(Saved data entries)
*** Begin section ***

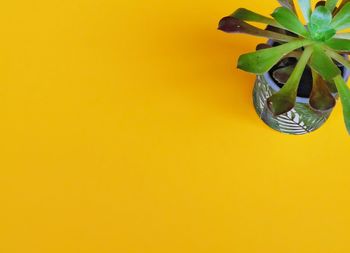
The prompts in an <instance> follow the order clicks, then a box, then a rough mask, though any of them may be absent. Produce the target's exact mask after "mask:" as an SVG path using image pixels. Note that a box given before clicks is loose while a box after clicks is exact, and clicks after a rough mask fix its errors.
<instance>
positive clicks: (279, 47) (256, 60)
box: [237, 40, 314, 74]
mask: <svg viewBox="0 0 350 253" xmlns="http://www.w3.org/2000/svg"><path fill="white" fill-rule="evenodd" d="M313 43H314V42H313V41H310V40H295V41H292V42H289V43H287V44H283V45H281V46H277V47H273V48H268V49H262V50H259V51H257V52H253V53H248V54H244V55H241V56H240V57H239V59H238V66H237V67H238V68H239V69H242V70H244V71H247V72H251V73H255V74H264V73H265V72H267V71H269V70H270V69H271V68H272V67H273V66H274V65H275V64H277V63H278V62H279V61H280V60H281V59H282V58H283V56H285V55H287V54H288V53H290V52H292V51H293V50H295V49H298V48H301V47H304V46H307V45H310V44H313Z"/></svg>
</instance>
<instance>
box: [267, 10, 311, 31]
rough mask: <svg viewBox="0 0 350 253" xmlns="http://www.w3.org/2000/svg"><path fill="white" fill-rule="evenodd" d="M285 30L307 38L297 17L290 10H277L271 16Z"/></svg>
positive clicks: (300, 23) (298, 19)
mask: <svg viewBox="0 0 350 253" xmlns="http://www.w3.org/2000/svg"><path fill="white" fill-rule="evenodd" d="M271 16H272V17H273V18H274V19H275V20H276V21H277V22H278V23H279V24H280V25H282V26H283V27H284V28H285V29H286V30H288V31H291V32H293V33H295V34H298V35H300V36H303V37H308V34H309V33H308V32H307V30H306V28H305V27H304V25H303V24H302V23H301V22H300V20H299V19H298V17H297V16H296V15H295V13H293V12H292V11H291V10H289V9H287V8H285V7H279V8H277V9H276V10H275V11H274V13H272V15H271Z"/></svg>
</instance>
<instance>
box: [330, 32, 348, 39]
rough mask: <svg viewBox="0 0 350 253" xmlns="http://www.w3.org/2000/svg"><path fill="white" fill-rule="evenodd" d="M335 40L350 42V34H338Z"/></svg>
mask: <svg viewBox="0 0 350 253" xmlns="http://www.w3.org/2000/svg"><path fill="white" fill-rule="evenodd" d="M334 38H336V39H346V40H350V33H338V34H336V35H335V36H334Z"/></svg>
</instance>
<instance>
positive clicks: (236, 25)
mask: <svg viewBox="0 0 350 253" xmlns="http://www.w3.org/2000/svg"><path fill="white" fill-rule="evenodd" d="M218 29H219V30H221V31H223V32H227V33H246V34H250V35H254V36H259V37H265V38H270V39H273V40H276V41H283V42H288V41H291V40H295V39H296V38H295V37H292V36H288V35H285V34H280V33H275V32H271V31H266V30H262V29H259V28H257V27H255V26H252V25H250V24H248V23H246V22H244V21H242V20H240V19H238V18H235V17H231V16H228V17H224V18H223V19H221V20H220V23H219V28H218Z"/></svg>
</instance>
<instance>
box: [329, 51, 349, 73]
mask: <svg viewBox="0 0 350 253" xmlns="http://www.w3.org/2000/svg"><path fill="white" fill-rule="evenodd" d="M325 51H326V53H327V55H328V56H330V57H331V58H332V59H334V60H336V61H337V62H339V63H340V64H342V65H343V66H344V67H345V68H347V69H350V62H349V61H348V60H346V59H345V58H344V56H342V55H340V54H338V53H337V52H334V51H333V50H329V49H326V50H325Z"/></svg>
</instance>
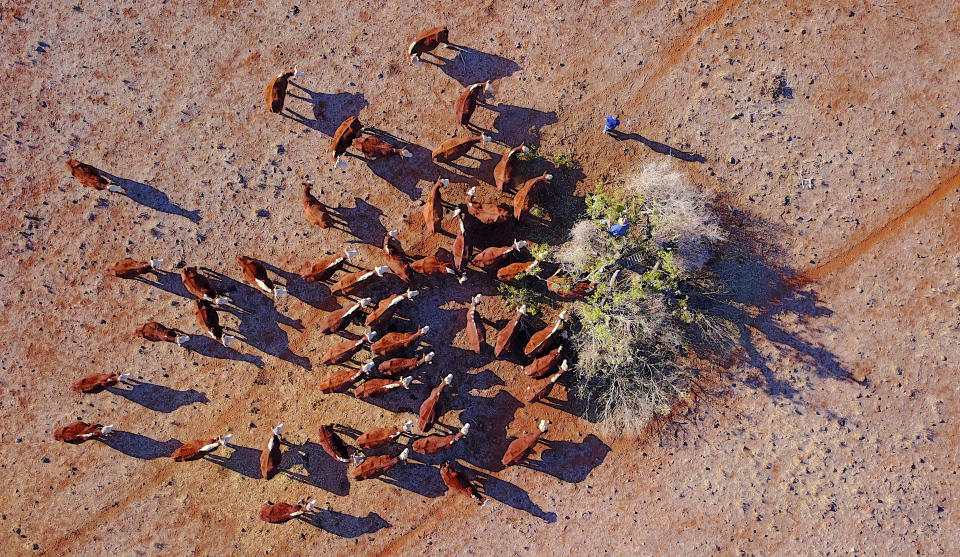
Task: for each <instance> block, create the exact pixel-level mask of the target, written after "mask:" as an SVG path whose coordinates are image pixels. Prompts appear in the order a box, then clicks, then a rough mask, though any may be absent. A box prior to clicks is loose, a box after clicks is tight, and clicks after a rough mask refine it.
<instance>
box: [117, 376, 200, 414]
mask: <svg viewBox="0 0 960 557" xmlns="http://www.w3.org/2000/svg"><path fill="white" fill-rule="evenodd" d="M127 384H128V385H129V386H130V387H131V388H129V389H123V388H119V387H107V390H108V391H110V392H111V393H114V394H116V395H117V396H122V397H123V398H125V399H127V400H129V401H131V402H135V403H137V404H139V405H140V406H143V407H144V408H149V409H150V410H153V411H154V412H163V413H164V414H169V413H170V412H173V411H174V410H176V409H178V408H180V407H181V406H190V405H191V404H198V403H199V404H207V403H208V402H210V399H208V398H207V395H206V393H201V392H200V391H197V390H196V389H190V390H187V391H180V390H177V389H173V388H170V387H167V386H165V385H157V384H156V383H149V382H146V381H138V380H136V379H130V380H128V381H127Z"/></svg>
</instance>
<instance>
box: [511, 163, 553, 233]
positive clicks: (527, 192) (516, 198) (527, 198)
mask: <svg viewBox="0 0 960 557" xmlns="http://www.w3.org/2000/svg"><path fill="white" fill-rule="evenodd" d="M550 180H553V176H552V175H550V174H547V173H546V172H544V173H543V176H537V177H536V178H531V179H529V180H527V181H526V182H524V183H523V185H522V186H520V190H519V191H517V195H515V196H513V218H515V219H517V220H518V221H519V220H522V219H523V217H525V216H526V215H527V214H528V213H529V212H530V209H532V208H533V204H534V202H536V200H537V191H538V189H539V188H540V186H541V185H542V184H545V183H547V182H549V181H550Z"/></svg>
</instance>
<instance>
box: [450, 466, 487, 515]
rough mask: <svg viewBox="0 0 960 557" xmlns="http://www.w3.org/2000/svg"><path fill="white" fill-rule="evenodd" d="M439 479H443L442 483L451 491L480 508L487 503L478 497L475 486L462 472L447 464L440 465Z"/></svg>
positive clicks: (468, 478)
mask: <svg viewBox="0 0 960 557" xmlns="http://www.w3.org/2000/svg"><path fill="white" fill-rule="evenodd" d="M440 477H441V478H442V479H443V483H445V484H446V485H447V487H449V488H450V489H451V490H452V491H454V492H456V493H459V494H461V495H466V496H467V497H470V498H471V499H473V500H475V501H476V502H477V504H478V505H480V506H483V505H485V504H486V503H487V500H486V498H485V497H484V496H483V495H480V492H479V491H478V490H477V488H476V486H474V485H473V484H472V483H471V482H470V480H469V478H467V476H466V475H465V474H464V473H463V472H461V471H460V470H457V469H456V468H454V467H453V466H452V465H451V464H450V463H449V462H444V463H443V464H441V465H440Z"/></svg>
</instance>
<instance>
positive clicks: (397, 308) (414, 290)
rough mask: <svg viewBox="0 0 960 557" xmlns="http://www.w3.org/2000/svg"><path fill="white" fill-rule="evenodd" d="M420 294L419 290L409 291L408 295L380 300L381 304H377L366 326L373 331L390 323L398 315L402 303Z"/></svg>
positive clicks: (399, 296)
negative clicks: (392, 319)
mask: <svg viewBox="0 0 960 557" xmlns="http://www.w3.org/2000/svg"><path fill="white" fill-rule="evenodd" d="M418 294H420V291H419V290H407V292H406V294H392V295H390V296H388V297H386V298H384V299H383V300H380V303H379V304H377V308H376V309H374V310H373V311H371V312H370V313H369V314H368V315H367V319H366V320H365V321H364V324H366V326H367V327H370V328H371V329H379V328H380V327H382V326H384V325H386V324H387V323H389V322H390V319H391V318H392V317H393V315H394V314H395V313H397V309H398V308H399V307H400V305H399V304H400V302H402V301H404V300H412V299H413V298H414V297H415V296H417V295H418Z"/></svg>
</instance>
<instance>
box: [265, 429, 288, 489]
mask: <svg viewBox="0 0 960 557" xmlns="http://www.w3.org/2000/svg"><path fill="white" fill-rule="evenodd" d="M282 431H283V424H279V425H277V426H276V427H274V428H273V429H272V430H271V435H270V440H269V441H267V448H265V449H264V450H263V452H261V453H260V476H261V477H262V478H263V479H265V480H269V479H271V478H273V477H274V476H276V475H277V472H279V471H280V458H281V456H282V455H281V454H280V433H281V432H282Z"/></svg>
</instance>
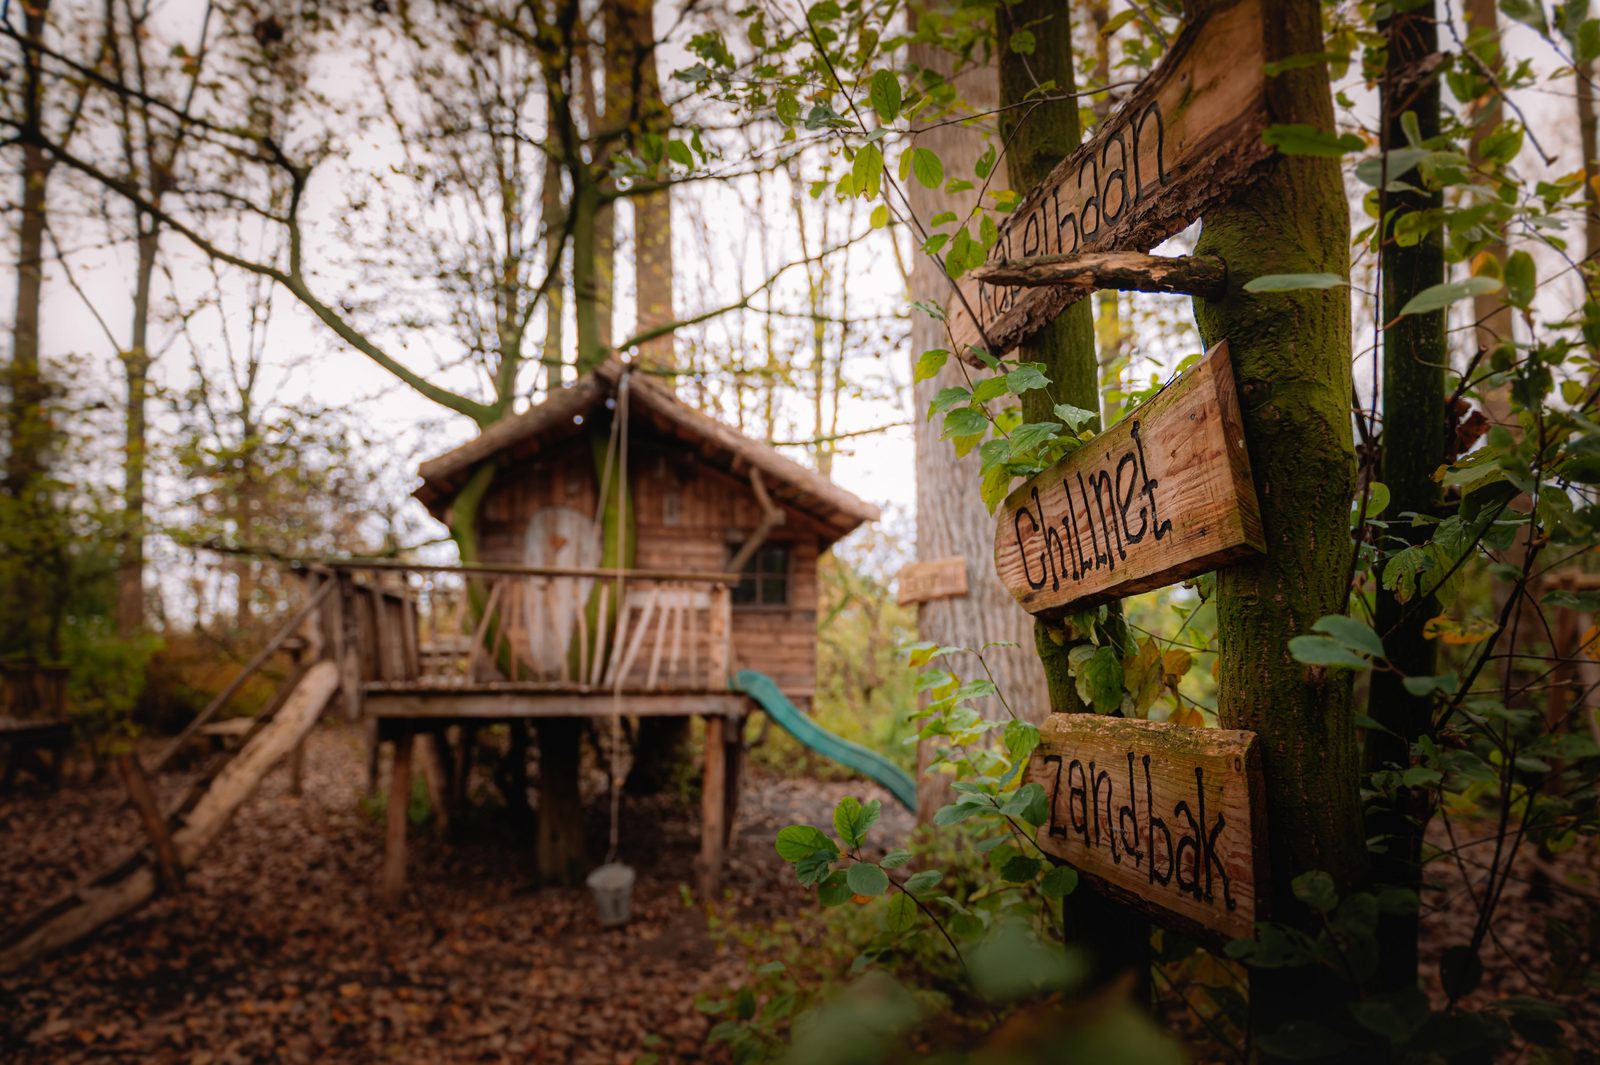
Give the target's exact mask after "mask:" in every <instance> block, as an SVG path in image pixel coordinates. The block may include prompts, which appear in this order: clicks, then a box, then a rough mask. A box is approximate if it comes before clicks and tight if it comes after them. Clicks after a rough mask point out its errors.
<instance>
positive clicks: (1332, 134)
mask: <svg viewBox="0 0 1600 1065" xmlns="http://www.w3.org/2000/svg"><path fill="white" fill-rule="evenodd" d="M1261 139H1262V141H1264V142H1266V144H1269V146H1272V147H1275V149H1277V150H1280V152H1283V154H1285V155H1331V157H1339V155H1346V154H1349V152H1360V150H1362V149H1363V147H1366V142H1365V141H1362V138H1358V136H1355V134H1354V133H1342V134H1341V133H1326V131H1325V130H1318V128H1317V126H1309V125H1306V123H1301V122H1291V123H1280V125H1275V126H1267V130H1266V133H1262V134H1261Z"/></svg>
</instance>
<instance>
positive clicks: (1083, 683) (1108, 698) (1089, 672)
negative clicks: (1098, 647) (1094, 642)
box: [1074, 648, 1122, 713]
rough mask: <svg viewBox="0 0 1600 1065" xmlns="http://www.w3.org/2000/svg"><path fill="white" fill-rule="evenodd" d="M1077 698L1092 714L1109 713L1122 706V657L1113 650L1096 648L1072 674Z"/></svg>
mask: <svg viewBox="0 0 1600 1065" xmlns="http://www.w3.org/2000/svg"><path fill="white" fill-rule="evenodd" d="M1074 680H1075V681H1077V689H1078V697H1080V699H1082V700H1083V702H1086V704H1090V705H1091V707H1094V713H1110V712H1112V710H1115V708H1117V707H1120V705H1122V656H1118V654H1117V649H1115V648H1096V649H1094V652H1093V654H1091V656H1088V657H1086V659H1085V660H1083V662H1082V664H1080V665H1078V667H1077V670H1075V672H1074Z"/></svg>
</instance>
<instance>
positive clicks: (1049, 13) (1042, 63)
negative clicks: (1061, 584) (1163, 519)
mask: <svg viewBox="0 0 1600 1065" xmlns="http://www.w3.org/2000/svg"><path fill="white" fill-rule="evenodd" d="M995 18H997V19H998V27H997V29H998V38H1000V106H1002V107H1003V109H1006V110H1002V112H1000V131H1002V136H1003V139H1005V142H1006V144H1010V149H1008V152H1006V163H1008V166H1010V174H1011V184H1013V187H1016V189H1018V190H1022V189H1032V187H1035V185H1037V184H1038V182H1042V181H1045V179H1046V178H1050V173H1051V171H1053V170H1054V168H1056V165H1058V163H1059V162H1061V160H1064V158H1066V157H1067V155H1070V154H1072V152H1074V149H1077V147H1078V142H1080V141H1082V138H1083V130H1082V123H1080V122H1078V101H1077V99H1075V98H1072V96H1070V93H1072V91H1074V90H1075V88H1077V85H1075V80H1074V70H1072V58H1074V51H1072V19H1070V14H1069V8H1067V6H1066V5H1062V3H1056V2H1054V0H1021V2H1019V3H1014V5H1010V6H1000V8H997V10H995ZM1024 27H1026V29H1027V30H1029V32H1032V34H1035V35H1037V38H1038V40H1042V42H1045V46H1043V48H1037V50H1035V51H1034V53H1032V54H1019V53H1016V51H1013V50H1011V46H1010V42H1011V34H1013V32H1014V30H1018V29H1024ZM1046 82H1054V85H1056V91H1058V93H1062V94H1067V98H1066V99H1056V101H1050V102H1045V104H1040V106H1037V107H1019V104H1024V102H1026V101H1027V99H1029V93H1034V91H1037V90H1038V88H1040V86H1042V85H1043V83H1046ZM1018 360H1019V361H1032V363H1043V365H1045V376H1046V377H1050V381H1051V387H1050V389H1048V390H1043V389H1040V390H1035V392H1027V393H1024V395H1022V417H1024V421H1029V422H1045V421H1054V411H1053V409H1051V408H1053V406H1054V405H1056V403H1058V401H1064V403H1070V405H1074V406H1078V408H1083V409H1086V411H1094V413H1096V414H1099V409H1101V401H1099V352H1098V347H1096V337H1094V309H1093V304H1091V302H1090V301H1086V299H1082V301H1078V302H1074V304H1072V305H1070V307H1067V309H1066V310H1064V312H1061V315H1058V317H1056V318H1054V320H1053V321H1051V323H1050V325H1046V326H1045V328H1043V329H1040V331H1038V333H1035V334H1034V336H1032V337H1027V339H1024V341H1022V344H1021V345H1019V347H1018ZM1107 612H1109V624H1107V628H1109V630H1110V633H1112V636H1114V638H1117V640H1120V638H1122V636H1123V635H1125V628H1123V625H1122V604H1120V603H1112V604H1110V606H1109V611H1107ZM1074 635H1077V633H1067V632H1066V630H1064V628H1062V627H1061V625H1059V624H1058V622H1046V620H1042V619H1040V620H1035V622H1034V648H1035V651H1037V652H1038V659H1040V664H1042V665H1043V668H1045V683H1046V692H1048V699H1050V710H1051V713H1085V712H1091V710H1090V707H1085V705H1083V700H1082V699H1078V691H1077V686H1075V684H1074V681H1072V676H1070V673H1069V668H1067V656H1069V652H1070V651H1072V646H1074V644H1075V643H1083V641H1085V640H1082V638H1077V640H1075V638H1072V636H1074ZM1085 635H1086V633H1085ZM1064 916H1066V924H1067V934H1069V935H1070V937H1072V939H1075V940H1078V942H1082V943H1085V945H1086V947H1088V948H1090V951H1091V955H1093V958H1094V967H1096V975H1098V977H1099V979H1101V980H1106V979H1109V977H1114V975H1117V974H1118V972H1123V971H1128V969H1131V971H1133V972H1134V974H1138V975H1136V979H1138V982H1139V993H1141V996H1142V998H1144V999H1149V980H1150V975H1149V974H1150V926H1149V923H1147V921H1146V919H1144V918H1142V916H1141V915H1139V913H1138V911H1136V910H1133V908H1131V907H1128V905H1123V903H1120V902H1114V900H1109V899H1106V897H1102V895H1098V894H1094V892H1091V891H1080V892H1075V894H1074V897H1072V899H1070V900H1069V902H1067V905H1066V908H1064Z"/></svg>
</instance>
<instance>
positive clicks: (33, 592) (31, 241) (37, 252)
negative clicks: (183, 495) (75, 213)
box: [0, 0, 54, 660]
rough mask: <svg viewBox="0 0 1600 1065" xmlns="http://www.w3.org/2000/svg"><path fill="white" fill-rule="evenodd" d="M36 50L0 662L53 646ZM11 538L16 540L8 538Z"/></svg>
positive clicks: (26, 86)
mask: <svg viewBox="0 0 1600 1065" xmlns="http://www.w3.org/2000/svg"><path fill="white" fill-rule="evenodd" d="M48 11H50V3H48V0H45V2H42V3H38V5H37V6H34V5H26V6H24V8H22V32H24V37H26V38H27V40H29V42H38V40H40V38H42V37H43V34H45V22H46V16H48ZM38 66H40V64H38V53H37V51H34V50H30V48H24V51H22V130H21V138H19V139H21V141H22V160H21V171H22V174H21V176H22V189H21V193H22V195H21V205H19V209H18V259H16V310H14V315H13V318H11V365H10V366H8V368H6V369H8V373H6V389H8V392H10V411H8V414H10V416H8V419H6V421H8V432H6V445H8V449H6V462H5V494H6V501H5V502H6V505H8V509H10V510H11V513H10V515H6V523H5V525H8V526H10V532H8V536H6V540H8V542H5V544H0V547H3V550H5V553H6V555H8V558H6V560H5V566H3V569H0V580H3V582H5V587H3V596H0V659H3V657H24V659H34V660H37V659H42V657H50V656H51V651H53V648H50V646H48V644H50V643H51V640H50V636H48V632H50V628H51V625H48V624H46V622H45V620H43V614H45V612H43V611H38V609H35V608H34V604H37V603H38V601H40V596H42V595H43V592H45V587H46V585H45V580H43V579H42V576H43V569H42V564H40V563H42V558H40V552H42V548H43V544H45V542H46V540H50V539H51V537H53V529H50V525H51V512H53V509H54V505H53V501H51V494H50V486H48V480H46V477H45V473H46V465H48V451H50V417H48V413H46V401H48V398H50V395H48V393H50V389H48V385H46V382H45V374H43V368H42V366H40V361H38V321H40V302H42V299H43V291H45V221H46V214H45V213H46V185H48V182H50V170H51V165H50V157H48V155H46V154H45V150H43V149H42V147H38V146H37V144H32V142H29V139H27V138H29V134H34V136H37V134H38V131H40V123H42V118H43V90H42V85H40V69H38ZM13 537H14V539H13Z"/></svg>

*** End section ***

> _Problem requirements_
Each line from the top of the records through the one containing "positive clicks: (279, 47) (256, 60)" needs to be transcribed exactly, without pictures.

> _Result below_
The prompts in an <instance> follow the order clicks, then a box, then a rough mask, though any of them may be absent. Produce the target's exact mask after "mask:" as an SVG path using image pixels. Note that a box given before clicks is loose while a box after clicks is exact, and clicks after a rough mask fix its errors.
<instance>
positive clicks: (279, 47) (256, 60)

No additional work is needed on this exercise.